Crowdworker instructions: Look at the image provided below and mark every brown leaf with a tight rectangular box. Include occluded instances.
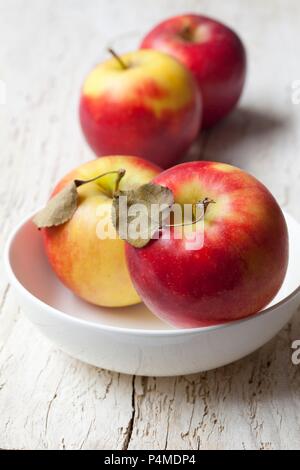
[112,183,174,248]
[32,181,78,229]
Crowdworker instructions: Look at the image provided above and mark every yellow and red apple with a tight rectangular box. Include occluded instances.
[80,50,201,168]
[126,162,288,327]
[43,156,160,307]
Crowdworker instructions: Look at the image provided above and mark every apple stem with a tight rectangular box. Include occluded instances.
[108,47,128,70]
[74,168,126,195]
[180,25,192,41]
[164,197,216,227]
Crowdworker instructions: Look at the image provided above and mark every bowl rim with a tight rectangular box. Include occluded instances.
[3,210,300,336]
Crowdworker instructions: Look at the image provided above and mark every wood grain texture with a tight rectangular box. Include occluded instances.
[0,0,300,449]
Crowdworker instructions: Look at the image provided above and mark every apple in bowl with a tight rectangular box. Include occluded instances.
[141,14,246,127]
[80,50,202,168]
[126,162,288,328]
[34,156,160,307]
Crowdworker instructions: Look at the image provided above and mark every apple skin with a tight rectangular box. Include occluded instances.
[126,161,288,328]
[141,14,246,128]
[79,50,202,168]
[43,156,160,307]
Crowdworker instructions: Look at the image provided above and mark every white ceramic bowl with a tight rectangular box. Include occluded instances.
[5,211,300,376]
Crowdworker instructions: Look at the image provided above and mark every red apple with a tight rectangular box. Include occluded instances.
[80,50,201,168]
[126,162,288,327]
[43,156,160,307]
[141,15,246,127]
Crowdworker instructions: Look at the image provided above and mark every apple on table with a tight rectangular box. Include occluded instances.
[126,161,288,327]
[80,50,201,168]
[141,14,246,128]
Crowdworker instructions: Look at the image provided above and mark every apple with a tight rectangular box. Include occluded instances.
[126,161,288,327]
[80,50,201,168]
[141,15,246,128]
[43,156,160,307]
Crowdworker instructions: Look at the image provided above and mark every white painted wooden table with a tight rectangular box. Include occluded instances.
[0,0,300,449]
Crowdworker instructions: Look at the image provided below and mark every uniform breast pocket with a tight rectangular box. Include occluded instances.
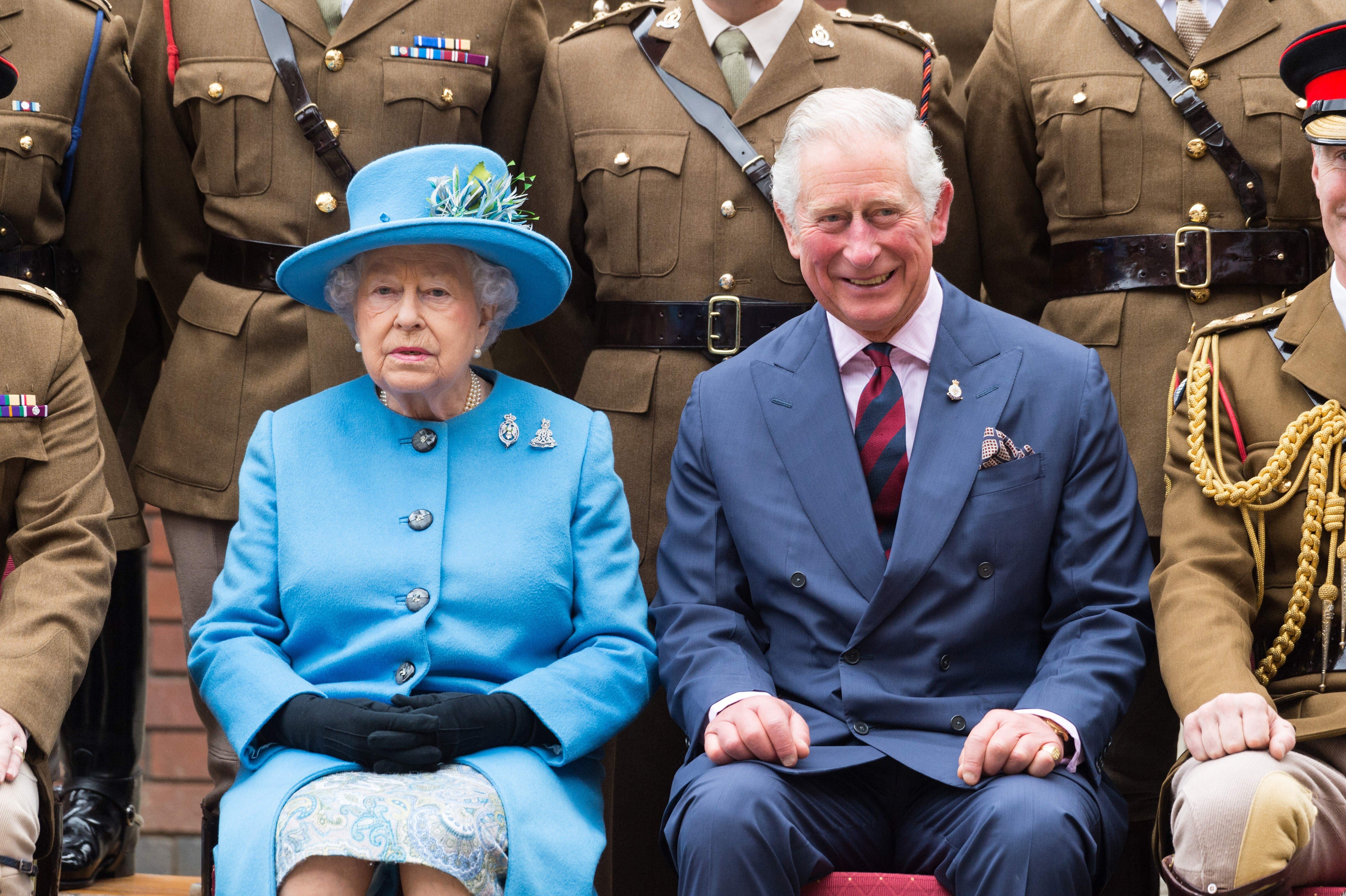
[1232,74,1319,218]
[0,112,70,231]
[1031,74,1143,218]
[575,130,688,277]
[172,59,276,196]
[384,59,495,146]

==

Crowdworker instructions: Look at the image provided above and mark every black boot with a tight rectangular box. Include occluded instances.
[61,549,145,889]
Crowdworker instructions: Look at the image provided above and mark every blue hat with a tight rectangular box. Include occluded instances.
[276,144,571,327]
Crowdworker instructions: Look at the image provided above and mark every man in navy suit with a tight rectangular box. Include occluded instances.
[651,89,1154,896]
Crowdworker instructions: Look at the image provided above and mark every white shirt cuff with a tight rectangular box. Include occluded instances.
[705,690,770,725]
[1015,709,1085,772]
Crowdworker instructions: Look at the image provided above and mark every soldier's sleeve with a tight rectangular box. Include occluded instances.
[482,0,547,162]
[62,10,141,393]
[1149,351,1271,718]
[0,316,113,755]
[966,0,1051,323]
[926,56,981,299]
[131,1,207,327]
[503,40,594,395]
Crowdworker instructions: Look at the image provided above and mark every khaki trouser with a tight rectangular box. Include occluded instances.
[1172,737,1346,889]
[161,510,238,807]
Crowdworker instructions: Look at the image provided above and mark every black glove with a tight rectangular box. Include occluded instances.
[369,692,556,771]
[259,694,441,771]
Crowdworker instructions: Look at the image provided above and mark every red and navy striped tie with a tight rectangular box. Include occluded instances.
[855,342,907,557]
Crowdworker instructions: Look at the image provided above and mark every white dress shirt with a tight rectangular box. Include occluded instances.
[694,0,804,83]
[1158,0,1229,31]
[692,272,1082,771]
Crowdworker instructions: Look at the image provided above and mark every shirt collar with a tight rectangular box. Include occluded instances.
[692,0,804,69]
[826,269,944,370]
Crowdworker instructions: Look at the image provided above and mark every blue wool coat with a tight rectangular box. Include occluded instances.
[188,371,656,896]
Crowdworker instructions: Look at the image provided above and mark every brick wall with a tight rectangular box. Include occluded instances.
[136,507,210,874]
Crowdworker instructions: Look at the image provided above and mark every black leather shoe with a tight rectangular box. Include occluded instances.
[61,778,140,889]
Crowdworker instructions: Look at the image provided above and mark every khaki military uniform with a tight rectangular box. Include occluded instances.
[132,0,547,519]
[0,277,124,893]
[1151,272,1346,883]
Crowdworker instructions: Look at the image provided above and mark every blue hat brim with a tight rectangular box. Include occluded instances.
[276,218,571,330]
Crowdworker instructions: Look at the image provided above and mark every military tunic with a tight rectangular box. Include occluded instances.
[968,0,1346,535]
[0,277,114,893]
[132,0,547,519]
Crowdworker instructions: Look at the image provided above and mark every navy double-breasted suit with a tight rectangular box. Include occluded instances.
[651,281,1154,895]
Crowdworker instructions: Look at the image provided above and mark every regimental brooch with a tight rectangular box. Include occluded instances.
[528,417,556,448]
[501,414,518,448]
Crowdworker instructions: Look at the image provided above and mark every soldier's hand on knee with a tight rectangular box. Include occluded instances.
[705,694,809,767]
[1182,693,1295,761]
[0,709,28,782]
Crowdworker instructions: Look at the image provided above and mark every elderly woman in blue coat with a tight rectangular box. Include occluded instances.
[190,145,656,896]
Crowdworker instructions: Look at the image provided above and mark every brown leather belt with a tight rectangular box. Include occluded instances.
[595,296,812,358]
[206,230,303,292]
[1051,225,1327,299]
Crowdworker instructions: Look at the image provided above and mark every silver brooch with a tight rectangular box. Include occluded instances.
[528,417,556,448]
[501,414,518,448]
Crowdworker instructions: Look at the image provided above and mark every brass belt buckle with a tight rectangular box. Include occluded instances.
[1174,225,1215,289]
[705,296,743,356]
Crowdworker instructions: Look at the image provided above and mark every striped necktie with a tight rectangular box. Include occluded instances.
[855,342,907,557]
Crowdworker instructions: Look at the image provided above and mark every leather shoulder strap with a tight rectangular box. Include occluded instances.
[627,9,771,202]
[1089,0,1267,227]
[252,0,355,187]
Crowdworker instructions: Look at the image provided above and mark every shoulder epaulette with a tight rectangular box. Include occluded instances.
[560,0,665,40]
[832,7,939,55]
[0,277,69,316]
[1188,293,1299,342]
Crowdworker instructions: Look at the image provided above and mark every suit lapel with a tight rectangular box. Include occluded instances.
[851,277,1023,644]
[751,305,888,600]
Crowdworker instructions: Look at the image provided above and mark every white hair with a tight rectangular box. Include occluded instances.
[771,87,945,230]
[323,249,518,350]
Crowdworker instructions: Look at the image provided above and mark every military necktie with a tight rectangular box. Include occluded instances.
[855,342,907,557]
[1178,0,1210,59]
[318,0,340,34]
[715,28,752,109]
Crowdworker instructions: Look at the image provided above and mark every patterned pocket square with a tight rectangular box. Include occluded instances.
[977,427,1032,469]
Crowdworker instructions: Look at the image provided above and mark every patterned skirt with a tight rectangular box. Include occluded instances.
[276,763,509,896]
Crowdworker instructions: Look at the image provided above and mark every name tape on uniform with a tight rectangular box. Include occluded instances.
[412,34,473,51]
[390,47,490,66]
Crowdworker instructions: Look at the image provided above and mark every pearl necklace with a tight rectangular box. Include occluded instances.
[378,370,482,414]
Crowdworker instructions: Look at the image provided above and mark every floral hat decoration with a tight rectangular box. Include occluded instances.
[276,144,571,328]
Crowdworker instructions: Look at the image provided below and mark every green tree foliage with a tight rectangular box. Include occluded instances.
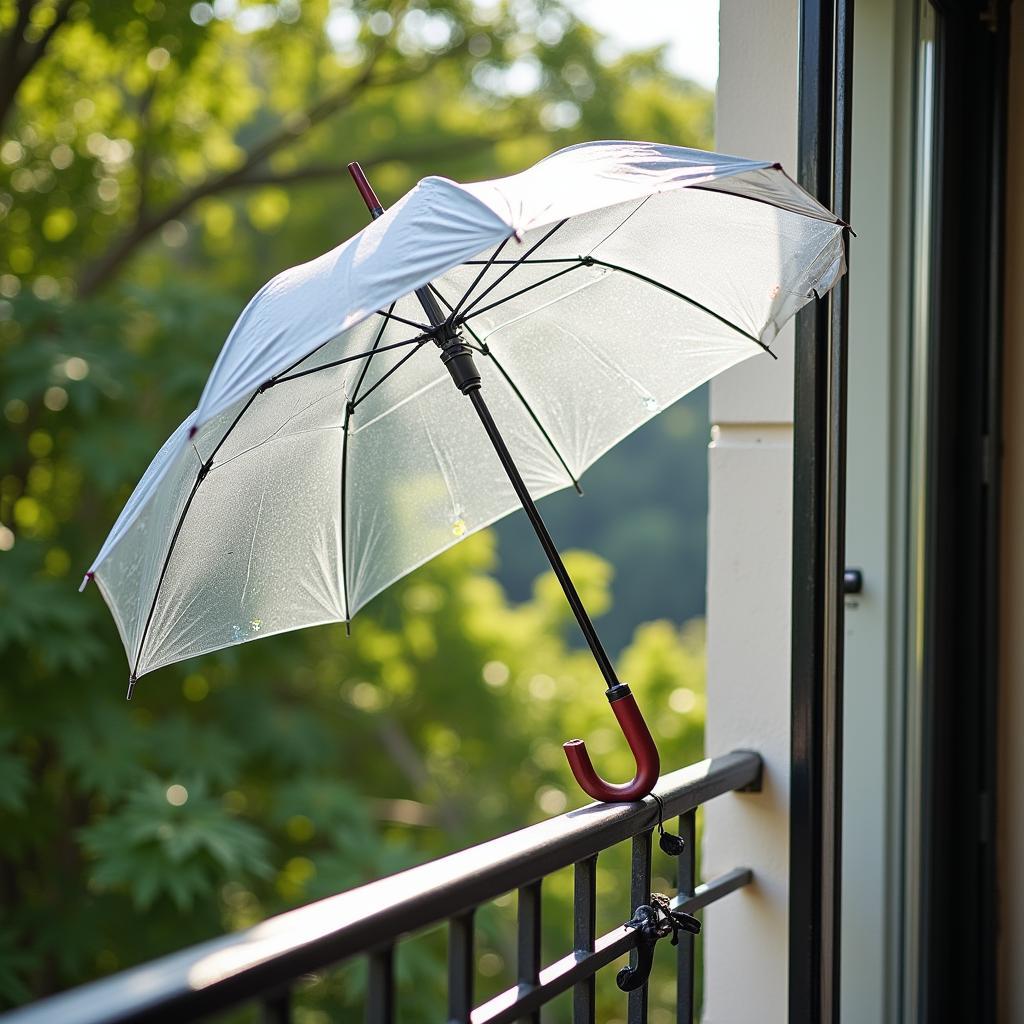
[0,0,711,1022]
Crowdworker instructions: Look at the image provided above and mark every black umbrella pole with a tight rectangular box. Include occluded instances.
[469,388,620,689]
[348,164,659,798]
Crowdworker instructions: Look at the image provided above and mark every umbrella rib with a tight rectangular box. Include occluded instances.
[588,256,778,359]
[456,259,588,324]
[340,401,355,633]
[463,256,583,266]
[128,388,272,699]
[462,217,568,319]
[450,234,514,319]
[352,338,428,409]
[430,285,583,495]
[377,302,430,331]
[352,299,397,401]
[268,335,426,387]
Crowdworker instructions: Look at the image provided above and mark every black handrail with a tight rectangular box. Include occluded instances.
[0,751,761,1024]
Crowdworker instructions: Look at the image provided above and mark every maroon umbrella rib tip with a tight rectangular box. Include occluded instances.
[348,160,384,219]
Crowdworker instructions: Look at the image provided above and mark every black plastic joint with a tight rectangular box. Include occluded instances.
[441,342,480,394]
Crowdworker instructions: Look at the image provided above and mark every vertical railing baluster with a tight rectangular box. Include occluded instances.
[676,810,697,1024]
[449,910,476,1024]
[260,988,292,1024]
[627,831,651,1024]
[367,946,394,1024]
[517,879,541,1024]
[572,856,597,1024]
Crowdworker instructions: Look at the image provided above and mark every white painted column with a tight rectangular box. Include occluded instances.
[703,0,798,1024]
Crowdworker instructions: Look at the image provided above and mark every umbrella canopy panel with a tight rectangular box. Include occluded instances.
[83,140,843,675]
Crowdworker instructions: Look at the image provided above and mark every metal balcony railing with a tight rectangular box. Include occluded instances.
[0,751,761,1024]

(Direction): Transcribe the listing from the line containing "every brown leaf" through the line containing "[5,211,300,376]" with no changes, and omit the pictures.

(Answer to the exercise):
Crowdworker instructions: Look at the image provided below and mark every brown leaf with a tight rectangular box. Include occluded instances.
[112,183,174,248]
[32,181,78,229]
Crowdworker instructions: Look at the image provided above and mark every yellow and red apple with a tight rectangular box. Include occluded instances.
[80,50,201,168]
[126,162,288,327]
[43,156,160,307]
Crowdworker instructions: Look at the image provided above and mark every apple stem with a tight rectangular box. Include occluded instances.
[108,47,128,70]
[74,168,126,195]
[180,25,192,41]
[164,197,216,227]
Crowdworker instructions: Look at the image provided above and mark every bowl rim with a tight rectangular box. Include occluded instances.
[3,210,300,336]
Crowdworker instructions: Look at the image provided above and mark every wood grain texture with a tight rectangular box. Include occluded instances.
[0,0,300,449]
Crowdworker instructions: Look at the image provided above and mark every apple in bowl with a tight rectangular box. Include occluded instances.
[141,14,246,127]
[80,50,202,168]
[126,162,288,328]
[34,156,160,307]
Crowdworker instructions: Look at the image provided above and mark every apple skin with a tight rectangular box. Include occluded instances.
[126,161,288,328]
[141,14,246,128]
[79,50,202,168]
[43,156,160,307]
Crowdworker instructions: Look at the image provided above and mark every white ceramic bowl with a tight rectangular box. Include occluded instances.
[5,211,300,376]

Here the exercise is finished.